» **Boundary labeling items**
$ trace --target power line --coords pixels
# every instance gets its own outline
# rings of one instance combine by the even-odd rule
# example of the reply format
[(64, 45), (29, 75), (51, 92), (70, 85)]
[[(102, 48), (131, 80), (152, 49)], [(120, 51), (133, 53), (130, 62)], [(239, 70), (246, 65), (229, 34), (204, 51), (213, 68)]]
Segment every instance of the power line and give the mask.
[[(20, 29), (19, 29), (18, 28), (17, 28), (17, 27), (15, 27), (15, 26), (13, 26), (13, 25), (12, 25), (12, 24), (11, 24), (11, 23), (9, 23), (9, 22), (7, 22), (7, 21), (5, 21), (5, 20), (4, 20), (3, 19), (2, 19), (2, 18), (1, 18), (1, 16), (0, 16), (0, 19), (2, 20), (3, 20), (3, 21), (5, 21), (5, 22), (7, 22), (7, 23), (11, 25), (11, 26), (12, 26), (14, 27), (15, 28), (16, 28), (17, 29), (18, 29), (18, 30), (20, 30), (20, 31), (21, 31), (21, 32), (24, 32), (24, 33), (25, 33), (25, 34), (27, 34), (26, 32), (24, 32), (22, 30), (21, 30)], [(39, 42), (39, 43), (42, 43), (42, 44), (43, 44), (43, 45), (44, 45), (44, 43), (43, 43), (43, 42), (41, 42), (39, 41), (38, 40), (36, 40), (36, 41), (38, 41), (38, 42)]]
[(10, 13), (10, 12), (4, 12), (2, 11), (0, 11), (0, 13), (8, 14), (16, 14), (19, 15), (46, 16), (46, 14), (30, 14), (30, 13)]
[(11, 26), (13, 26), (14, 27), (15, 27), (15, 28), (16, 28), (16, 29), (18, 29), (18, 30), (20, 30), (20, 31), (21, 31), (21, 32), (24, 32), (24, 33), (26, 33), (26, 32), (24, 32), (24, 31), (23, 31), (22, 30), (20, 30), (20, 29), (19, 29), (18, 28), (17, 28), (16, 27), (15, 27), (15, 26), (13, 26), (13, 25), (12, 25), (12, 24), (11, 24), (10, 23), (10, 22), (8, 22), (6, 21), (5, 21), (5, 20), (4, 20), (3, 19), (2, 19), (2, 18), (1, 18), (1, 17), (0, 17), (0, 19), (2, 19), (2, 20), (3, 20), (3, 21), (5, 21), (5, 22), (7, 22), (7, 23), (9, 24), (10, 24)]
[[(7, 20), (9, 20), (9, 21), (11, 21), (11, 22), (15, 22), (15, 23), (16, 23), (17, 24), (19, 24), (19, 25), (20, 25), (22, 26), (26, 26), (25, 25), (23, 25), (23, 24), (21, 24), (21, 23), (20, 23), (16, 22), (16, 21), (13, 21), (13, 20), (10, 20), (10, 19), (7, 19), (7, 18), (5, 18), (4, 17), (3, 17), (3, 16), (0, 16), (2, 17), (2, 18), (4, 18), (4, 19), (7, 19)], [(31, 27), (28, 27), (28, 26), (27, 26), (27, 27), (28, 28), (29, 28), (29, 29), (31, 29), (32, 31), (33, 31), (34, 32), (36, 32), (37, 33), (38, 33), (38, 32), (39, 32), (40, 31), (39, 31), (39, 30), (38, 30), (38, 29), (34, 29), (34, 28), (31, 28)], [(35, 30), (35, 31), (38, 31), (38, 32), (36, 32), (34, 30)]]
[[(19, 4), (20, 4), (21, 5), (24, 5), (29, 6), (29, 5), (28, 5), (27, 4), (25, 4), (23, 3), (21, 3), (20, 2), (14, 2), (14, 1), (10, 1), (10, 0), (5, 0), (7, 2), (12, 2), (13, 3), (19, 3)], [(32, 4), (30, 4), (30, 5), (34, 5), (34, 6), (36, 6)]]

» **Short exercise**
Please reproduce the listing above word for word.

» **Correct response**
$ trace --target power line --coords pixels
# every instance gets its own outline
# rings of one instance combine by the even-odd rule
# example of the reply format
[(64, 45), (29, 75), (51, 92), (70, 85)]
[[(102, 48), (131, 80), (152, 49)], [(120, 51), (133, 53), (130, 62)], [(239, 70), (246, 65), (229, 34), (204, 51), (213, 68)]]
Segment every instance of the power line and give the mask.
[[(20, 29), (19, 29), (18, 28), (17, 28), (17, 27), (15, 27), (15, 26), (13, 26), (13, 25), (12, 25), (12, 24), (11, 24), (11, 23), (9, 23), (9, 22), (7, 22), (7, 21), (5, 21), (5, 20), (4, 20), (3, 19), (2, 19), (2, 18), (1, 18), (1, 16), (0, 16), (0, 19), (2, 20), (3, 20), (3, 21), (5, 21), (5, 22), (7, 22), (7, 23), (11, 25), (11, 26), (12, 26), (14, 27), (15, 28), (16, 28), (17, 29), (18, 29), (18, 30), (20, 30), (20, 31), (21, 31), (21, 32), (24, 32), (24, 33), (25, 33), (25, 34), (27, 34), (26, 32), (24, 32), (22, 30), (21, 30)], [(39, 42), (39, 43), (42, 43), (42, 44), (43, 44), (43, 45), (44, 45), (44, 43), (43, 43), (43, 42), (41, 42), (39, 41), (38, 40), (36, 40), (36, 41), (38, 41), (38, 42)]]
[(10, 13), (10, 12), (4, 12), (2, 11), (0, 11), (0, 13), (8, 14), (16, 14), (19, 15), (46, 16), (46, 14), (30, 14), (30, 13)]
[(11, 26), (13, 26), (14, 27), (15, 27), (15, 28), (16, 28), (16, 29), (18, 29), (18, 30), (20, 30), (20, 31), (21, 31), (21, 32), (24, 32), (24, 33), (26, 33), (26, 32), (24, 32), (24, 31), (23, 31), (22, 30), (20, 30), (20, 29), (19, 29), (18, 28), (17, 28), (16, 27), (15, 27), (15, 26), (13, 26), (13, 25), (12, 25), (12, 24), (11, 24), (10, 23), (10, 22), (8, 22), (6, 21), (5, 21), (5, 20), (4, 20), (3, 19), (2, 19), (2, 18), (1, 18), (1, 17), (0, 17), (0, 19), (2, 19), (2, 20), (3, 20), (3, 21), (5, 21), (5, 22), (7, 22), (7, 23), (9, 24), (10, 24)]
[[(7, 20), (9, 20), (9, 21), (11, 21), (11, 22), (15, 22), (15, 23), (16, 23), (17, 24), (19, 24), (19, 25), (20, 25), (22, 26), (26, 26), (25, 25), (23, 25), (23, 24), (21, 24), (21, 23), (20, 23), (16, 22), (16, 21), (13, 21), (13, 20), (10, 20), (10, 19), (7, 19), (7, 18), (5, 18), (4, 17), (3, 17), (3, 16), (0, 16), (2, 17), (2, 18), (4, 18), (4, 19), (7, 19)], [(31, 27), (28, 27), (28, 26), (27, 26), (27, 27), (28, 28), (29, 28), (29, 29), (31, 29), (32, 31), (33, 31), (34, 32), (36, 32), (37, 33), (38, 33), (38, 32), (39, 32), (40, 31), (39, 31), (39, 30), (38, 30), (38, 29), (34, 29), (34, 28), (31, 28)], [(35, 30), (35, 31), (38, 31), (38, 32), (36, 32), (34, 30)]]
[[(19, 4), (20, 4), (21, 5), (24, 5), (29, 6), (29, 5), (28, 5), (27, 4), (25, 4), (23, 3), (21, 3), (20, 2), (14, 2), (14, 1), (10, 1), (10, 0), (5, 0), (7, 2), (12, 2), (13, 3), (19, 3)], [(32, 4), (30, 4), (30, 5), (34, 5), (34, 6), (36, 6)]]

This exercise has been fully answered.